_Supplied records:_
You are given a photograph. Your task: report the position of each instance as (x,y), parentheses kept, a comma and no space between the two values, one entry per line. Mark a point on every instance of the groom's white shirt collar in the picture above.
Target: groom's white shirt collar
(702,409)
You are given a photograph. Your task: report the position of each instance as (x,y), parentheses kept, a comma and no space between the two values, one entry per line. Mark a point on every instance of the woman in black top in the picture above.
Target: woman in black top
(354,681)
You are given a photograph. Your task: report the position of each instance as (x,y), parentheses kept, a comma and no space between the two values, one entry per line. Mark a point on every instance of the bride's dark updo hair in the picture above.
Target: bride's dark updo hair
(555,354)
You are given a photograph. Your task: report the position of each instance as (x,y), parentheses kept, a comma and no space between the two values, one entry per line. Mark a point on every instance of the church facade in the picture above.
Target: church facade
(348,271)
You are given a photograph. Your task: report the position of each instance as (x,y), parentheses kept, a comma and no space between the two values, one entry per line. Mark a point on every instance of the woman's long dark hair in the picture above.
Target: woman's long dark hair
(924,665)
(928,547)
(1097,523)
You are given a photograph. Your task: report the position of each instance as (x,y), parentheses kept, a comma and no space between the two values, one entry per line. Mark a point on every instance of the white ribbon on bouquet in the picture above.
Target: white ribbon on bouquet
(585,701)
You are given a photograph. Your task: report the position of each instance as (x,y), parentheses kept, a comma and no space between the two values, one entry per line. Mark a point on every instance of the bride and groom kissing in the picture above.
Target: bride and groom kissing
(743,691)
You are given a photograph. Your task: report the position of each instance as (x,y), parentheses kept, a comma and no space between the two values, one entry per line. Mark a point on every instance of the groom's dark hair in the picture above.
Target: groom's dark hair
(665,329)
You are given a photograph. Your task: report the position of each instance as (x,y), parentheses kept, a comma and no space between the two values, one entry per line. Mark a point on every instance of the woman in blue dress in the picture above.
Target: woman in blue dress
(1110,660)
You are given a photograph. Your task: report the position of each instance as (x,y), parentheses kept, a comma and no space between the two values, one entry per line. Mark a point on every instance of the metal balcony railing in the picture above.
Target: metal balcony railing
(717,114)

_Exercise objective:_
Rewrite the lines above, putting "husband" wherever "groom" appears and leaving everything else as it is.

_Exercise result:_
You are given a photograph. Your task: report the position of each instance as (x,y), parentheses kept, a comma and no space between the two values, one entry per line. Mark a point on every instance of the husband's white shirt collar in the picture above.
Target: husband's white shirt collar
(702,409)
You are given a photograph. Your task: report the position of each instance as (x,y), parentheses kept, a comma and no space between the two values, one entry per line. Mark a point on every instance of the woman in black top in the picture above.
Target: woman in black top
(354,681)
You are given a photograph. Your task: report the position of each instance as (x,y), parentheses kept, a comma and no space between the two values, one entry per line. Mark a point on every instance of the bride's dark updo hair in the picture above.
Target: bride's dark updo hair
(555,354)
You are given a photograph. Your task: report the position of each instance as (x,y), parentheses kept, a comma and no space between the two values, one entry per line. Mark a point on every instance of the church facade in the picture above.
Target: church facade
(348,271)
You are given a photograph. Your task: report the position of each instance as (x,y), parentheses kept, a comma and no space between the two values, one entry per line. Mark a point on every instance of the woman's long dark hair in the picture above.
Target: woman's long dark hair
(924,665)
(928,547)
(1097,523)
You are given a photograph. Your task: report the position of each instance as (x,y), parentheses kept, a comma and no space between the two values, one entry per line. Mark a point on every instance of the white ribbon on bouquet in the picture above.
Target: white ribbon on bouquet
(585,701)
You are given a photograph. Your task: report the position of each instance as (x,y), parentheses kept, a comma and no space between the two values, one entry per line. Mark a point on every instance of the bride and husband kissing in the picture above.
Target: bride and husband kissing
(743,691)
You are given a photograph. Your task: report the position of each instance as (x,y), parentheses kept, a comma and no space between the two values, one entry per line. Mark a point on every instance of the husband's dark hair in the picture above.
Target: husband's dark hair
(665,329)
You are given a photograph. Your task: report the position of each instance as (x,y), parentheses kept, a comma and no space between the two values, one entry per line. Mark a point on every instance of the woman in blue dress in the picture above.
Target: woman in blue dress
(1110,660)
You are given a photograph. Your task: report the position of each instance as (x,y), parentheses kept, a comma and no space between the two values, one entry per line. Mark a point on every instance of the metal balcony railing in the picture above.
Target: metal balcony railing
(717,114)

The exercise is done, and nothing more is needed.